● **BRANO ESTRATTO**
##########
Ebbene, quella sera mio padre consapevolmente aveva avviato una sua operazione di “educazione sentimentale” verso il gioco del calcio, che tanta parte avrebbe poi avuto nella mia vita: aveva cercato di rendermi cosciente di ciò che accadeva in campo e che, fino a quel momento, avevo seguito così, guardando semplicemente l’andamento della palla. Un passo in avanti nella conoscenza della vita: come imparare ad andare in bicicletta (una cosa non semplice, all’inizio…) o nuotare (quello invece mi riuscì benissimo, con una facilità sorprendente).

Tenni quel segreto per me, non lo rivelai ai miei compagni di scuola, era un dato di superiorità: non feci, insomma, come per la politica quando dopo aver ascoltato alla società delle Fornaci un comizio di Angiola Minella contro la CED l’indomani mattina lo ripetei, pari pari, ai miei spauriti compagni di classe. Anche quello fu, però, un momento importante di educazione sentimentale.
##########
● **CONTENUTO DEL DATASET**
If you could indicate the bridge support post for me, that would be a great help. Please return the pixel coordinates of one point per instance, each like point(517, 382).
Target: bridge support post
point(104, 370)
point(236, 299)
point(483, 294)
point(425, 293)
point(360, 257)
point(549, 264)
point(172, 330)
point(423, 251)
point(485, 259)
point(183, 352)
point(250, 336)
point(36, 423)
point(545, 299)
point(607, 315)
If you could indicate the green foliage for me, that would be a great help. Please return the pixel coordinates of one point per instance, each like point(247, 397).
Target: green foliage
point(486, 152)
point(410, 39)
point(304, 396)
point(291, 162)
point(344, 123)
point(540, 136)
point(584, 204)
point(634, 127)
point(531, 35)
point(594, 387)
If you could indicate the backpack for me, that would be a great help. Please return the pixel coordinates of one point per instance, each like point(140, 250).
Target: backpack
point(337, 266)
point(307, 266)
##########
● **ISTRUZIONI DA SEGUIRE**
Riassumi in due frasi il brano estratto sul calcio.

● **RISULTATO DELL'ESERCIZIO**
Una sera il padre di chi racconta avvia consapevolmente un'educazione sentimentale al calcio: insegna a capire ciò che accade in campo invece di seguire soltanto la palla, un passo avanti paragonato all'imparare ad andare in bicicletta o a nuotare. Chi racconta tiene quel segreto per sé, a differenza di quando aveva ripetuto ai compagni di classe un comizio di Angiola Minella contro la CED, anche quello un momento importante di educazione sentimentale.